EXERCISE DESCRIPTION — Would you copy only the lines below, from the one containing "# test: pin the snow-covered road, one" through the very last one, leaving the pictures out?

[Dataset rows on where objects appear]
• • • •

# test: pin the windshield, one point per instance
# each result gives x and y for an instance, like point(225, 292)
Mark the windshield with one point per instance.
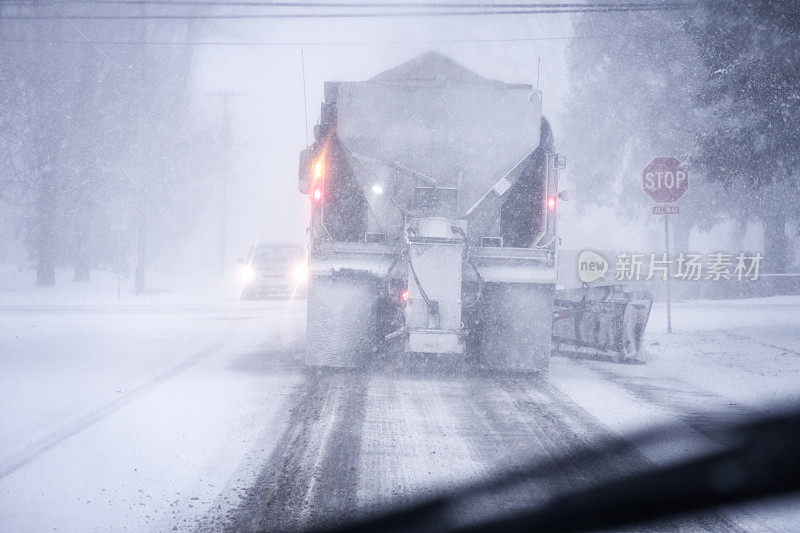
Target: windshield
point(280, 266)
point(279, 254)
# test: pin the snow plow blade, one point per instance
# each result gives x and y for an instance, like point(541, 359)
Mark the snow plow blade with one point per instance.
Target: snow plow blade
point(607, 320)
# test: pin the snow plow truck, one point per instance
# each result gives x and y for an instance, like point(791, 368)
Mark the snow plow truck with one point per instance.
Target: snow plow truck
point(433, 195)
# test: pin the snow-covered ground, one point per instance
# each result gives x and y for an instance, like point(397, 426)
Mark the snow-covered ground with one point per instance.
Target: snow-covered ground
point(160, 412)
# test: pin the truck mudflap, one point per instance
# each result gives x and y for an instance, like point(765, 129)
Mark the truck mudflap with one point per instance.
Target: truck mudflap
point(607, 320)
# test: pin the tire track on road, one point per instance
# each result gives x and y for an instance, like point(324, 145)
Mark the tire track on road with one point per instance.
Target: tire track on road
point(522, 421)
point(312, 475)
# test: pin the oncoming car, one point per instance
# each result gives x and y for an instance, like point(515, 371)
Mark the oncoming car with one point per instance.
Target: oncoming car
point(273, 270)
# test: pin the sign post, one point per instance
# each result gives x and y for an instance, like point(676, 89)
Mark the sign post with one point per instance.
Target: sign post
point(665, 180)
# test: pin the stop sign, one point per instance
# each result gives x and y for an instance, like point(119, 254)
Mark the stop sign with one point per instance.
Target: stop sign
point(665, 180)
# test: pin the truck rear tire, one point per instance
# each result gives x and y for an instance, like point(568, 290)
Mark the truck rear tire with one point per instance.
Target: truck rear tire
point(516, 327)
point(341, 320)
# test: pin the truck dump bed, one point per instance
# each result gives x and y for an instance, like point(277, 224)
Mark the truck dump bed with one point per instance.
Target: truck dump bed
point(438, 119)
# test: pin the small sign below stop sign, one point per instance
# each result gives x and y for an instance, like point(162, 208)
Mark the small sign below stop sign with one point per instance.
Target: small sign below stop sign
point(665, 180)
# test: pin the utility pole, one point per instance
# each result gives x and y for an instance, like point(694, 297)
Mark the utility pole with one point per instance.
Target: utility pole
point(225, 97)
point(140, 222)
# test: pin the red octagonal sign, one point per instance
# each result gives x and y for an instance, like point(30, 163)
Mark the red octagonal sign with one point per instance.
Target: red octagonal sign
point(665, 180)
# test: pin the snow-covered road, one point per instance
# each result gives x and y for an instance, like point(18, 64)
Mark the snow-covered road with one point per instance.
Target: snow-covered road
point(163, 416)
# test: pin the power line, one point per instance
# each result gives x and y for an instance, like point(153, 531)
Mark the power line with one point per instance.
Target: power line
point(357, 5)
point(315, 43)
point(391, 14)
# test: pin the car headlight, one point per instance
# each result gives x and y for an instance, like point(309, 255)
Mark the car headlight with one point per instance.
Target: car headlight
point(247, 273)
point(300, 272)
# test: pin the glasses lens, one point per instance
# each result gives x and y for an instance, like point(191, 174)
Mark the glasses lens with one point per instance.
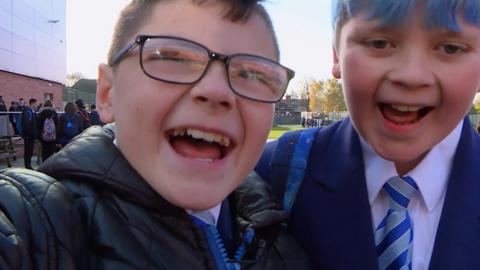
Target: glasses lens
point(173, 60)
point(257, 78)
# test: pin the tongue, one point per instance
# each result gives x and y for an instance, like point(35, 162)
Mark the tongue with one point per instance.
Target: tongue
point(399, 117)
point(198, 149)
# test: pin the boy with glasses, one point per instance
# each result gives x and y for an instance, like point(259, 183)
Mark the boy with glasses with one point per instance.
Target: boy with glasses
point(190, 87)
point(396, 185)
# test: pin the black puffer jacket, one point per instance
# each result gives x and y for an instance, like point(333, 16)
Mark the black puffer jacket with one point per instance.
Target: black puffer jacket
point(123, 222)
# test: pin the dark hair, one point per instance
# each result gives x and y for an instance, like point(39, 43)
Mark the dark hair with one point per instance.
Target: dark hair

• • • •

RESULT FOR THIS TASK —
# test: pin the snow-covered road, one point per instance
# each result gives x and y for an instance, like point(18, 64)
Mark the snow-covered road with one point per instance.
Target: snow-covered road
point(163, 416)
# test: pin the power line, one point per instance
# each result gives x and y for an instance, like point(153, 531)
Mark the power line with one point per instance.
Target: power line
point(357, 5)
point(315, 43)
point(391, 14)
# test: pin the car headlight, one point per instance
# each result gives x and y for an instance, like point(309, 255)
Mark the car headlight with one point per instance.
Target: car headlight
point(247, 273)
point(300, 272)
# test: pin the glasses lens, one point per instance
# each result gives x and y for an instance, like point(191, 174)
Mark the glasses lens with one point per instance.
Target: glasses lens
point(173, 60)
point(257, 78)
# test: pin the tongue, one point per instance
# each result gives x and y for an instance, like point(35, 162)
Mark the tongue with one point per instance.
Target: tongue
point(399, 117)
point(198, 149)
# test: pin the boy with glasses, one point per instance
# each result gives x and y for an instance, like point(259, 183)
Mark the boy with glasses with one point per instance.
Target: boy with glasses
point(190, 87)
point(396, 185)
# test: pin the black puffer jacket, one point per instance
# each result gives x and y for an instance, like point(333, 16)
Mark the black puffer jacket with one point per instance.
Target: black puffer jacket
point(123, 222)
# test: pin the dark hair, one point per instance
# each result gives x and y for an instance, like point(39, 43)
Mark the dark hair with one point per instance.
Target: dark hair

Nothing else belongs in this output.